What you need to do — Print all the data, keeping every line exactly as it is.
** Opening Records shown block **
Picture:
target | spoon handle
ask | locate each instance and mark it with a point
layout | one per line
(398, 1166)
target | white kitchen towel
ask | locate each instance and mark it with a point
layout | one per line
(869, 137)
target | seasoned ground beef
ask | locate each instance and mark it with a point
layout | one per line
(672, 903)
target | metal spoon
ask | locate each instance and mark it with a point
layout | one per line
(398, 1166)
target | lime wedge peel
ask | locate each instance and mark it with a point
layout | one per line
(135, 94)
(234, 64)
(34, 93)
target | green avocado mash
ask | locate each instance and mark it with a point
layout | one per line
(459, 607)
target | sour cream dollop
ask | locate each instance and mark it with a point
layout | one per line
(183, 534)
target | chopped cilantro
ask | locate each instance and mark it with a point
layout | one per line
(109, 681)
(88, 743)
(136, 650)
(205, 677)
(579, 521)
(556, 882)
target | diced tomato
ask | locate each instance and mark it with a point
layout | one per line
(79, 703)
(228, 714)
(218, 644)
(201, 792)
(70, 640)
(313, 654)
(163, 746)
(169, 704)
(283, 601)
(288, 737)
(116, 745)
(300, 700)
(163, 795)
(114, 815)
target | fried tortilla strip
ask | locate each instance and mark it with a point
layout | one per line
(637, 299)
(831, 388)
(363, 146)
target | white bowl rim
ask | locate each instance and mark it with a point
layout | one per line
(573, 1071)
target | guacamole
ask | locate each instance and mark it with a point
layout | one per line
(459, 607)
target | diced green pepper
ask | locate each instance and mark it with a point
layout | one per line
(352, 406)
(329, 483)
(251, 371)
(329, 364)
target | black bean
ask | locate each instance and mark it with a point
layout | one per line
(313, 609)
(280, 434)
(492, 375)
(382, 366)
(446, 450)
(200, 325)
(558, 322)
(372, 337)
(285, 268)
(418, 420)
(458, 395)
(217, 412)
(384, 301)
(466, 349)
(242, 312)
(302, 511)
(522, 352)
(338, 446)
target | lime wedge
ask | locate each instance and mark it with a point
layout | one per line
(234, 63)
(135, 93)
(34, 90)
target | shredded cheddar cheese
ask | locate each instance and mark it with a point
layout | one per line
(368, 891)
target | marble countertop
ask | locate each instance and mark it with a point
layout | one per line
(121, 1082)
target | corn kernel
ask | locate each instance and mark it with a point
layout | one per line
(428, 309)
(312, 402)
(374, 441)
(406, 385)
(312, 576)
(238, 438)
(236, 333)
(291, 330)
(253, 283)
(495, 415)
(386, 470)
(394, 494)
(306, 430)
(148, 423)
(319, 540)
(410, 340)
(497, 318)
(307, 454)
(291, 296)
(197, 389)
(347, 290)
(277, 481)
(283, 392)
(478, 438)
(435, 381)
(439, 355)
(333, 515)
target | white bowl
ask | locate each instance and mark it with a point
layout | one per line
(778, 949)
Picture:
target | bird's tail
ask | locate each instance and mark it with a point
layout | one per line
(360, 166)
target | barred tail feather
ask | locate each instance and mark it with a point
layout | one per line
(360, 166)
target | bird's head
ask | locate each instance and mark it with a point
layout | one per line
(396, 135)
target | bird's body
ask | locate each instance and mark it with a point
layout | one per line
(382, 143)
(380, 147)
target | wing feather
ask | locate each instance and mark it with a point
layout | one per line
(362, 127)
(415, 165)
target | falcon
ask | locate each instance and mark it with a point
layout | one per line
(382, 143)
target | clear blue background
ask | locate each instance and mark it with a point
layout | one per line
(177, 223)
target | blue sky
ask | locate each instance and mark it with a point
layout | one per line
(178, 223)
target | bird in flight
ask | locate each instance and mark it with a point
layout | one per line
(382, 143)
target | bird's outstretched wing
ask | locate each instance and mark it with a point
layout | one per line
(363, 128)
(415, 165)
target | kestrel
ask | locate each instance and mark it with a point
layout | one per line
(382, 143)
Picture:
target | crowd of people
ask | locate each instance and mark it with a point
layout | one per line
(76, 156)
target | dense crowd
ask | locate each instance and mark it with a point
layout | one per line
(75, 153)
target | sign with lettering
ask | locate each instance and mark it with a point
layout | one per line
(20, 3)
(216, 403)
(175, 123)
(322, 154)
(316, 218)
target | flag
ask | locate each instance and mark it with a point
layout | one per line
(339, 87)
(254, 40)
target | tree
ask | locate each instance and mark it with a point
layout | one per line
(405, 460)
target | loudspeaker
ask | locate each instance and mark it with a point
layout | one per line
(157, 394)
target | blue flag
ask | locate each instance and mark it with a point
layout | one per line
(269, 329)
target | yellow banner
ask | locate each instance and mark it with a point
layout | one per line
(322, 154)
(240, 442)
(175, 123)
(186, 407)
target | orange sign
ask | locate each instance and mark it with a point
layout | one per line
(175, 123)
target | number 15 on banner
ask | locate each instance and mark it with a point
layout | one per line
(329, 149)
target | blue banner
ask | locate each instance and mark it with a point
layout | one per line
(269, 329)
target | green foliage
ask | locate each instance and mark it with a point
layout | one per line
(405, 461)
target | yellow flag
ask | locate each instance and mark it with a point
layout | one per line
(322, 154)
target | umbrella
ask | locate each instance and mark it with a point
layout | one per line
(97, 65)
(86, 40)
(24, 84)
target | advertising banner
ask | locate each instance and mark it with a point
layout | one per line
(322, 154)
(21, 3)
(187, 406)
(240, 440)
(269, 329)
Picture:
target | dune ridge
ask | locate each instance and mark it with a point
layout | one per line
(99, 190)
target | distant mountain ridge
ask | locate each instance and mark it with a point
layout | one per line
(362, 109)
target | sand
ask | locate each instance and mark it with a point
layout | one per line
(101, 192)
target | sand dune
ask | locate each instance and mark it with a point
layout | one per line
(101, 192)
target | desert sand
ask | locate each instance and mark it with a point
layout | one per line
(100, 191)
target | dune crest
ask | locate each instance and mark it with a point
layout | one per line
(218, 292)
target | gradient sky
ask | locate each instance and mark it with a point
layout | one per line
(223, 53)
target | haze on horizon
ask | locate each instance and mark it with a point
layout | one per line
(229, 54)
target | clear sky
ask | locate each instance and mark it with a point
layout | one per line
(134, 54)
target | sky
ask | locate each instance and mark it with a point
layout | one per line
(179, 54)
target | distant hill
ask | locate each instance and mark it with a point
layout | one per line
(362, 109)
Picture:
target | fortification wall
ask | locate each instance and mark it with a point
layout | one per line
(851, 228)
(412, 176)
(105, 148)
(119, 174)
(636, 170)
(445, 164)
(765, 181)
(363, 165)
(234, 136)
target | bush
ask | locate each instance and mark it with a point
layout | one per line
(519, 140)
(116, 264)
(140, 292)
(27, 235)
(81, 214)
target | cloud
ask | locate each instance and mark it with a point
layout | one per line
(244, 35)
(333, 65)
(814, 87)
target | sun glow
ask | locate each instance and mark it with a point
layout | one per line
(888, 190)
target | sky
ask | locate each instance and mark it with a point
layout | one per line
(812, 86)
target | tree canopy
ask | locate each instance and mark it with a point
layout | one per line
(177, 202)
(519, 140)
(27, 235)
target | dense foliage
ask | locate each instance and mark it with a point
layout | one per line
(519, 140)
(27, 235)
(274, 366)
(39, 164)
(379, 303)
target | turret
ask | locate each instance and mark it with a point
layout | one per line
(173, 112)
** Closing Records shown block **
Your response —
Picture:
target | spoon handle
ask | locate each instance and mark it with a point
layout | one per line
(398, 1166)
target | white kitchen towel
ask | locate each instance and mark it with a point
layout | one per line
(869, 137)
target | seasoned ground beef
ask | locate each instance and mark it with a point
layout | one per line
(672, 903)
target | metal spoon
ask | locate each instance and mark it with a point
layout | one per line
(398, 1166)
target | lime wedge peel
ask | locate each instance and mark it with a point
layout | one per line
(135, 94)
(234, 64)
(34, 93)
target | green avocado mash
ask | locate each instance and mark it with a point
layout | one per line
(459, 607)
target | sour cream dollop
ask | locate each instance and mark it with a point
layout | one per line
(183, 534)
target | chopped cilantro
ask | locate each instance and mark it with a point
layout | one per line
(109, 681)
(88, 743)
(136, 650)
(205, 677)
(579, 521)
(556, 882)
target | diced tomato
ask | locate each instance and mark it with a point
layout | one per line
(79, 703)
(228, 714)
(218, 644)
(201, 792)
(70, 640)
(313, 654)
(163, 746)
(169, 704)
(283, 601)
(288, 737)
(116, 745)
(300, 700)
(163, 795)
(114, 815)
target | fried tortilla strip
ask | locate each instance and mark it with a point
layout | one per line
(637, 299)
(831, 388)
(363, 146)
target | white bowl rim
ask | locate each instance and mark it with a point
layout | one per line
(573, 1071)
target | guacamole
ask | locate each instance and mark it with a point
layout | one per line
(459, 607)
target | diced green pepper
ask | locate each instance and mark it with a point
layout | one per line
(352, 406)
(329, 483)
(251, 371)
(329, 364)
target | black bean
ask | locate each instance and mark it with a point
layout | one per line
(313, 609)
(280, 434)
(492, 375)
(382, 366)
(446, 450)
(200, 325)
(558, 322)
(372, 337)
(285, 268)
(418, 420)
(458, 395)
(217, 412)
(384, 301)
(466, 349)
(242, 312)
(302, 511)
(522, 352)
(338, 446)
target | lime wedge
ask | locate each instance and mark it with a point
layout | one per line
(234, 63)
(135, 93)
(34, 90)
target | shredded cheddar cheese
ask | locate each instance and mark it with a point
layout | one per line
(368, 891)
target | marble countertop
ask | locate each instance and mark it with a point
layout | one per line
(121, 1082)
target | corn kernel
ask | locate each instance and mark it with a point
layout | one per line
(428, 309)
(312, 402)
(374, 441)
(406, 385)
(312, 576)
(238, 438)
(236, 333)
(291, 330)
(253, 283)
(495, 415)
(386, 470)
(394, 494)
(306, 430)
(148, 423)
(319, 540)
(410, 340)
(497, 318)
(307, 454)
(291, 296)
(197, 389)
(347, 290)
(277, 481)
(283, 392)
(478, 438)
(435, 381)
(439, 355)
(333, 515)
target | white bowl
ask | locate each instance and mark it with a point
layout | one per line
(778, 949)
Picture:
target | bird's tail
ask | locate each instance and mark it with a point
layout | one per line
(360, 166)
target | barred tail feather
ask | locate each instance and mark it with a point
layout | one per line
(360, 166)
target | bird's head
ask | locate each instance and mark it with a point
layout | one per line
(396, 135)
target | bird's body
ask | locate each instance and mark it with a point
layout | one per line
(382, 143)
(380, 147)
target | wing feather
ask | locate each instance and mark it with a point
layout | one per line
(362, 127)
(415, 165)
target | falcon
ask | locate each instance and mark it with a point
layout | one per line
(382, 143)
target | clear blue background
ask | locate each instance and mark it with a point
layout | one per line
(177, 223)
target | blue sky
ask | locate each instance and mark it with a point
layout | one per line
(178, 223)
target | bird in flight
ask | locate each instance and mark it with a point
layout | one per line
(382, 143)
target | bird's outstretched wing
ask | locate each instance and mark it with a point
layout | one per line
(363, 128)
(415, 165)
target | kestrel
ask | locate each instance and mark it with a point
layout | one per line
(382, 143)
Picture:
target | crowd of people
ask | locate each instance and mark it with a point
layout | one per line
(76, 156)
target | dense crowd
ask | locate each instance and mark it with a point
layout | one per line
(75, 153)
target | sign with lettering
ask | locate each instance and mark it with a point
layout | one per line
(20, 3)
(216, 403)
(175, 123)
(322, 154)
(316, 218)
target | flag
ask | locate each instance and mark it with a point
layout | one per line
(339, 87)
(254, 40)
target | tree
ask | locate each instance and mark it with a point
layout | one per line
(405, 460)
target | loudspeaker
ask | locate each instance and mark it with a point
layout | one per line
(157, 394)
target | blue flag
ask | locate each instance and mark it with a point
layout | one per line
(269, 329)
target | yellow banner
ask | locate each instance and mark it with a point
layout | one per line
(322, 154)
(240, 442)
(175, 123)
(186, 407)
target | orange sign
ask | locate each instance and mark it with a point
layout | one per line
(175, 123)
target | number 15 on banner
ask | locate each instance and mark it with a point
layout | one per line
(329, 149)
target | blue banner
ask | locate each instance and mark it with a point
layout | one per line
(269, 329)
target | green foliage
ask | locate each instance and mark it with a point
layout | one per line
(405, 461)
target | yellow flag
ask | locate each instance and mark it with a point
layout | one per line
(322, 154)
target | umbrella
ask | locate each instance and mark it with a point
layout | one per line
(97, 65)
(86, 40)
(24, 84)
target | advertising banner
ask | locate each instance and mark it with a point
layout | one per line
(322, 154)
(21, 3)
(187, 406)
(240, 440)
(269, 329)
Picture:
target | dune ridge
ask | locate each instance and mark it with a point
layout | one per line
(99, 190)
target | distant mountain ridge
ask | locate each instance and mark it with a point
layout | one per line
(362, 109)
target | sand
ask | locate each instance and mark it with a point
layout | one per line
(101, 192)
target | sand dune
ask | locate each instance and mark it with a point
layout | one per line
(101, 192)
target | desert sand
ask | locate each instance and mark it with a point
layout | one per line
(100, 191)
target | dune crest
ask | locate each instance and mark it with a point
layout | one per line
(218, 292)
target | gradient sky
ask | locate each instance and mark it with a point
layout | one per line
(223, 53)
target | haze on horizon
ask | locate each instance and mark it with a point
layout | one per line
(229, 54)
target | clear sky
ask | locate each instance and mark it with a point
layout | one per line
(134, 54)
target | sky
ask | locate each instance and mark it with a point
layout | one per line
(179, 54)
target | distant hill
ask | locate each instance and mark it with a point
layout | one per line
(362, 109)
Picture:
target | fortification wall
ask | locate each instance and mark it with a point
layout | one per line
(851, 228)
(412, 176)
(105, 148)
(119, 174)
(636, 170)
(445, 164)
(765, 181)
(363, 165)
(234, 136)
target | bush
ask | locate each instance and mark it with a point
layout | one per line
(519, 140)
(116, 264)
(140, 292)
(27, 235)
(81, 214)
target | cloud
ask | locate each instance and mark it with a point
layout | one per line
(244, 35)
(333, 65)
(814, 87)
target | sun glow
ask | locate each instance and mark it with a point
layout | one per line
(888, 190)
target | sky
ask | locate each instance and mark it with a point
layout | one per line
(812, 86)
target | tree canopy
ask | locate each instance and mark it with a point
layout | one per line
(177, 202)
(519, 140)
(27, 235)
target | dense foliage
ask | locate each instance and mark it with a point
layout | one per line
(519, 140)
(27, 235)
(274, 366)
(39, 164)
(379, 303)
target | turret
ask | locate each instance and mark it with a point
layout | one per line
(173, 112)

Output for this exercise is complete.